Aim of the task:
Each line of the entries below that includes "vertical" belongs in your answer.

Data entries
════════════════

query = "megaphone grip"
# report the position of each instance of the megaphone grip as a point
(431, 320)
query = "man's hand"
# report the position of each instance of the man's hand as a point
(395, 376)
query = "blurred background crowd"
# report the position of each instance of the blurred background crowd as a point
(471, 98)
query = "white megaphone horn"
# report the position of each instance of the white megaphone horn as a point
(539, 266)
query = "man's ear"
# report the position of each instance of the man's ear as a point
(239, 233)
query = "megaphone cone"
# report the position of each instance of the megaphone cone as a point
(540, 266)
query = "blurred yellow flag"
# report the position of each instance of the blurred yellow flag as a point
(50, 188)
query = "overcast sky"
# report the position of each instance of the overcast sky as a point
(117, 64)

════════════════

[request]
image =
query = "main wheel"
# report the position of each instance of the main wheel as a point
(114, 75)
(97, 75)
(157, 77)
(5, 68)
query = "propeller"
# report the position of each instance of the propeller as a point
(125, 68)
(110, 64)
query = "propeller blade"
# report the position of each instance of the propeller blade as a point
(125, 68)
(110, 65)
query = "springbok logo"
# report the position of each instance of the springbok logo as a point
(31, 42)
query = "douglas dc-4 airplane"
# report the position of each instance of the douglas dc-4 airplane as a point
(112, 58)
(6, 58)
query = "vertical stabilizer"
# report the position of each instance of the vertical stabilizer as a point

════════════════

Solution:
query = "vertical stabilizer"
# report the position of each instance of the vertical stabilizer as a point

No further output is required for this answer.